--- Exercise description ---
Carry on the article about the pan-pan urgency signal, starting right after its last sentence.

--- Extract provided ---
------------------------
The exact representation of PAN-PAN in Morse code is the urgency signal XXX, which was first defined by the International Radiotelegraph Convention of 1927.[6]

Etymology[edit]

As with mayday (from venez m'aider, "come help me"), the urgency signal pan-pan derives from French. In French, a panne ([pan], "pahn") is a breakdown, such as a mechanical failure. In English, it is also sometimes[vague] pronounced as /pæn/ ("pan").

A three-letter backronym, "possible assistance needed" or "pay attention now" derives from pan. Maritime and aeronautical radio communications courses use those as mnemonics to convey the important difference between mayday and pan-pan.

Usage[edit]

To declare pan-pan correctly, the caller repeats it three times: "Pan-pan, pan-pan, pan-pan,"[7][8] then states the intended recipient, either "all stations, all stations, all stations," or a specific station, e.g. "Victoria Coast Guard Radio, Victoria Coast Guard Radio, Victoria Coast Guard Radio." Then the caller states their craft's identification, position, nature of the problem, and the type of assistance or advice they require, if any.[1] An equivalent Morse code signal was "X X X", with each letter sent distinctly. It is also correct to use "pan-pan" as a preface if relaying a "mayday" call from another station that is out of range of the station they are trying to contact. This is common in aviation VHF communications but not in nautical VHF communications.[9]

Nautical examples[edit]

Examples of the correct use of a "pan-pan" call from a boat or ship may include the following cases, provided the skipper or master remains confident they can handle the situation, and that there is no current danger to the life of any person or to the safety of the vessel. Once the urgent situation that led to the pan-pan broadcast is resolved or contended with, conventional practice is for the station that initiated the pan-pan call to make a followup broadcast to all stations, declaring that the urgent situation no longer exists.
------------------------
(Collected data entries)
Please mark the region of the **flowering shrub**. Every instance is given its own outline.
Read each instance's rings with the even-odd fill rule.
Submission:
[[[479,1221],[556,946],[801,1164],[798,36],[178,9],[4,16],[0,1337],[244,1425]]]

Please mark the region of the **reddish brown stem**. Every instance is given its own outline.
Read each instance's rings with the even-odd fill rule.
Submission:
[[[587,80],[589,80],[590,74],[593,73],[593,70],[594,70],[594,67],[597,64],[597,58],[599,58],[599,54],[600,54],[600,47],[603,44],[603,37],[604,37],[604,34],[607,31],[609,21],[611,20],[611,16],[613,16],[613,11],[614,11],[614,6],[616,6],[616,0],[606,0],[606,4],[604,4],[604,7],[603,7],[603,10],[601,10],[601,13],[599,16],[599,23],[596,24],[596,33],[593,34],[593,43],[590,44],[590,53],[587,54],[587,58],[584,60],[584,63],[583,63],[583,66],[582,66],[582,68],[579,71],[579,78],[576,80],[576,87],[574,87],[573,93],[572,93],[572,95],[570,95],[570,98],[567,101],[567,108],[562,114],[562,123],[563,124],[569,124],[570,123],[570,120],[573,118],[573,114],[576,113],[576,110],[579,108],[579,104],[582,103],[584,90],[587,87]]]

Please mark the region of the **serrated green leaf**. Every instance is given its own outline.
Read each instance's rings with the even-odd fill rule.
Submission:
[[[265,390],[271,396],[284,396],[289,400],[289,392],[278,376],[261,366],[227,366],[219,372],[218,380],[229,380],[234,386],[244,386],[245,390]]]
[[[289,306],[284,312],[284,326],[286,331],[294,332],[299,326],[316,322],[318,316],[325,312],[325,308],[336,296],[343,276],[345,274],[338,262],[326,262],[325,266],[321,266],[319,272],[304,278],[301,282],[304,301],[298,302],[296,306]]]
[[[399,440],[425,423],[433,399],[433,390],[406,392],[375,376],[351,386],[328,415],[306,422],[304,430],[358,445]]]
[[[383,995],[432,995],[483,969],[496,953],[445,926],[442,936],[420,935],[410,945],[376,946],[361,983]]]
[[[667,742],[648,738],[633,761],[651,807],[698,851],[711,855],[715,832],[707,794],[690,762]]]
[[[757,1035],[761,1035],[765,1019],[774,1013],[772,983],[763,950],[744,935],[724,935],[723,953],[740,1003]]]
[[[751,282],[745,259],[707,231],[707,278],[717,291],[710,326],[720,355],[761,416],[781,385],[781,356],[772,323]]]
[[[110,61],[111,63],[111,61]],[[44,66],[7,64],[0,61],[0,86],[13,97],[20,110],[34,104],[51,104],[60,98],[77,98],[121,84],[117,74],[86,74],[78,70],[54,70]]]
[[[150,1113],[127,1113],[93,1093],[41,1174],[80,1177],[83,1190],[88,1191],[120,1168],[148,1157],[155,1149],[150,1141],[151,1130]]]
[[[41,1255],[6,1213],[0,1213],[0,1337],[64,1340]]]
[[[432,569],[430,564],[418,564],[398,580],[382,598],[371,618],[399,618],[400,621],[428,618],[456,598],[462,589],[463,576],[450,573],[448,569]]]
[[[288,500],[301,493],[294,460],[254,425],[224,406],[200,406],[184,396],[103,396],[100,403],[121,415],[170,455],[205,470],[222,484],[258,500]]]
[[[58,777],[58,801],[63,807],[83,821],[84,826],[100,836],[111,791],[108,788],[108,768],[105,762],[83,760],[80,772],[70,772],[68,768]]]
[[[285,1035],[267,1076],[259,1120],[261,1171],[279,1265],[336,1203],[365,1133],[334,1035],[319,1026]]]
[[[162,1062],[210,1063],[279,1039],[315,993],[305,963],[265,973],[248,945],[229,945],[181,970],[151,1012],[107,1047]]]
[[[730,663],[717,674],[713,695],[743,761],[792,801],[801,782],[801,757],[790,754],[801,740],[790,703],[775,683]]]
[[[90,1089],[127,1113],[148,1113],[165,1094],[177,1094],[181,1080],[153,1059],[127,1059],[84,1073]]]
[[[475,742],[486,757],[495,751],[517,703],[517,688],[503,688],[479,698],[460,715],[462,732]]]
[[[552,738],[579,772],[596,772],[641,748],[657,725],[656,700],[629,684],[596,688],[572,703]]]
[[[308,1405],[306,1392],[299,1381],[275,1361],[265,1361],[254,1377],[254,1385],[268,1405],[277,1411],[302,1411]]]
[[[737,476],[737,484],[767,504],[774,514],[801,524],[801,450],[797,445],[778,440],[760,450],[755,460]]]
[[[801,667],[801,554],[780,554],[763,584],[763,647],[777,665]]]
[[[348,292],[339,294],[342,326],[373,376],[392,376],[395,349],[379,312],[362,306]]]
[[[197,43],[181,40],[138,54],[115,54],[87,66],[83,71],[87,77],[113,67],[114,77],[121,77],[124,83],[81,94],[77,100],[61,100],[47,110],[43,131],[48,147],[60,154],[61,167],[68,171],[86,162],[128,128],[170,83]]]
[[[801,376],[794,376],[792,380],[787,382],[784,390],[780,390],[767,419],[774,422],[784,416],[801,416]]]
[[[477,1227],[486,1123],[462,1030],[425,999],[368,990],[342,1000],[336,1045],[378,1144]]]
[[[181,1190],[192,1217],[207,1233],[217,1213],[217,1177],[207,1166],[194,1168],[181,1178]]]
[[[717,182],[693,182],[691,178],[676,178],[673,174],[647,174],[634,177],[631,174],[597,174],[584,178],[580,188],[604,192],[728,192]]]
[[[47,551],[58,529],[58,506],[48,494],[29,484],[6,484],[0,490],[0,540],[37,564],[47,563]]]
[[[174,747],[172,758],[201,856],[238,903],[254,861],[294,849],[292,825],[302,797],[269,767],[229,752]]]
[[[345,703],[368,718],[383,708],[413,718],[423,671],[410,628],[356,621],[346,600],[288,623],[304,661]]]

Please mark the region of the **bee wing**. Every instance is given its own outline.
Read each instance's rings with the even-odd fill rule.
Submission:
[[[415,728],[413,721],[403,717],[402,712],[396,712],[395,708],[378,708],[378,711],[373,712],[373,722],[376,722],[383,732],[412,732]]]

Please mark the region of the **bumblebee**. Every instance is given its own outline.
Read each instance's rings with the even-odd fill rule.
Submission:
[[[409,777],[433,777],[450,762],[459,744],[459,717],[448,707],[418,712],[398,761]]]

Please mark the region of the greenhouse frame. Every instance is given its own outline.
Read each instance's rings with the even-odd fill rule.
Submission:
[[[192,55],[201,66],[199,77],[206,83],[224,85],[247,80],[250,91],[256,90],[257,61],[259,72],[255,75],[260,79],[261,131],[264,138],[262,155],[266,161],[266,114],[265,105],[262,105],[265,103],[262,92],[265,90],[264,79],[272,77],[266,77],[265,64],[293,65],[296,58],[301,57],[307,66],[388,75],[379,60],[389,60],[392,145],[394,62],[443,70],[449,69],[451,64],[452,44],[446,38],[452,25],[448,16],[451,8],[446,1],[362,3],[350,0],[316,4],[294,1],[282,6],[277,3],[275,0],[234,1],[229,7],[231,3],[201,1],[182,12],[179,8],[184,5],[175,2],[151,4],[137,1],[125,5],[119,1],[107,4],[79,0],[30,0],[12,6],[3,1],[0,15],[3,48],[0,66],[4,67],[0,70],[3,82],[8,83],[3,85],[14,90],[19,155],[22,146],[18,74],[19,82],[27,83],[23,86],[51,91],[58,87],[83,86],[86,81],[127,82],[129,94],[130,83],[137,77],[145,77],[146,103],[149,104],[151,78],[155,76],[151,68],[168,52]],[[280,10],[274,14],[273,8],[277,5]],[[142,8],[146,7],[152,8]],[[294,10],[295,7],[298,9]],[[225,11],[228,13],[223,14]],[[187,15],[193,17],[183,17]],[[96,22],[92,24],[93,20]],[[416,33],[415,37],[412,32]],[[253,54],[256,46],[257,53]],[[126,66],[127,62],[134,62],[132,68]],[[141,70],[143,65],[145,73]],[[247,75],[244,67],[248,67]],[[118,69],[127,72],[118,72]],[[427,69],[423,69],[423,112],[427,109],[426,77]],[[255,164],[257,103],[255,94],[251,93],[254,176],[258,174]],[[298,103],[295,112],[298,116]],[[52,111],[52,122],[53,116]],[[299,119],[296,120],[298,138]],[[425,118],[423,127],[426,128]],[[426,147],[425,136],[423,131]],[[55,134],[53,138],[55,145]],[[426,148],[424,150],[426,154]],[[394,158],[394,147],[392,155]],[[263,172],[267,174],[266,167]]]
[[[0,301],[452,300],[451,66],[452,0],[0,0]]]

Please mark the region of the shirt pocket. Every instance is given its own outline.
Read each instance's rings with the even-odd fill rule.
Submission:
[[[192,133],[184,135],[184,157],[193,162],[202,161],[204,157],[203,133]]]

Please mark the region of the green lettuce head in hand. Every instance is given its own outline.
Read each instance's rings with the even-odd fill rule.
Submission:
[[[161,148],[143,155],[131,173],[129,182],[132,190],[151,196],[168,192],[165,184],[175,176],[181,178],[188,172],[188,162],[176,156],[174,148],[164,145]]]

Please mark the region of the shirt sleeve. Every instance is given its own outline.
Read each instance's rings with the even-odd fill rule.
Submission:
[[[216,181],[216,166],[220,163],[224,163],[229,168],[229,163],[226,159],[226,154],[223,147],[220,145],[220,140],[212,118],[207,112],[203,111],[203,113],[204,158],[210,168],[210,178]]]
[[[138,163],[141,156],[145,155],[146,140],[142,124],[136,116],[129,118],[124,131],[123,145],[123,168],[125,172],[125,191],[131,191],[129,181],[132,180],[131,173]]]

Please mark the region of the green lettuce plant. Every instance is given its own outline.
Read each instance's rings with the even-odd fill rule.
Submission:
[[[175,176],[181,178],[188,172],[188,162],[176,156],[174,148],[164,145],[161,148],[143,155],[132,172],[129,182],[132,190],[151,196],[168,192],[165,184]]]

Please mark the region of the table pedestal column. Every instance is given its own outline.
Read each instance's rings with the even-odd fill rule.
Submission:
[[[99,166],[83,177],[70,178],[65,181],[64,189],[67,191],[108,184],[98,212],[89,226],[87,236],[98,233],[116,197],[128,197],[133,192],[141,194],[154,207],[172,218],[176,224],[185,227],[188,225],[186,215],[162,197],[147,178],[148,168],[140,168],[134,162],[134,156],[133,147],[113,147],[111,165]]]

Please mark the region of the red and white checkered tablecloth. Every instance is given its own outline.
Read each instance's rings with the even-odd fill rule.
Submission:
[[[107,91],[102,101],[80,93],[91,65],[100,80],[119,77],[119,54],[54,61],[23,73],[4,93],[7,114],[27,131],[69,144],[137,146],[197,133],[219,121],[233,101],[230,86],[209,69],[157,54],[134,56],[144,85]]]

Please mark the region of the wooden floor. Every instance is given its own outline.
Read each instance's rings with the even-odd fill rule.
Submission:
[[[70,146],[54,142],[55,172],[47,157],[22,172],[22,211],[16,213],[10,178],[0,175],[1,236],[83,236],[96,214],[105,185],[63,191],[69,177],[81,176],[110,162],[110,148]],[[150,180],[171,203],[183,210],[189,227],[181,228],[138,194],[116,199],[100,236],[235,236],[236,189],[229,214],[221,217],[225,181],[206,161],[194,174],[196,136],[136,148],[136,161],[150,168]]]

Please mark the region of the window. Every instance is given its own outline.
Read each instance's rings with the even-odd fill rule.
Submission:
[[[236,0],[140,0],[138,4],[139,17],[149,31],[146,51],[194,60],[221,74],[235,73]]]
------------------------
--- The answer ---
A call that originates as a "pan-pan" signal might be followed by a Mayday distress signal if the situation deteriorates to the point of "grave and imminent danger," thus warranting immediate action (intervention, assistance, response) on the part of listeners in accordance with standard operating practices for distress signaling.

Fouled propeller, engine failure or out of fuel
Provided the vessel is now either anchored or under sail and safe from any immediate danger of collision or stranding. The crew may plan to clear the propeller, refuel from an onboard supply, hoist sail, or use alternative propulsion. Alternatively, as part of the pan-pan call, the skipper may request a tow from a suitable vessel, if possible, but without immediate urgency.
Small fire on board—now extinguished
Fire is dangerous afloat, but if it was small and contained, and is now certainly put out, and with no injury to people, then a "pan-pan" call is appropriate to warn others that investigations are underway to establish the extent of the damage, clear the smoke from below, and re-establish passage as soon as possible.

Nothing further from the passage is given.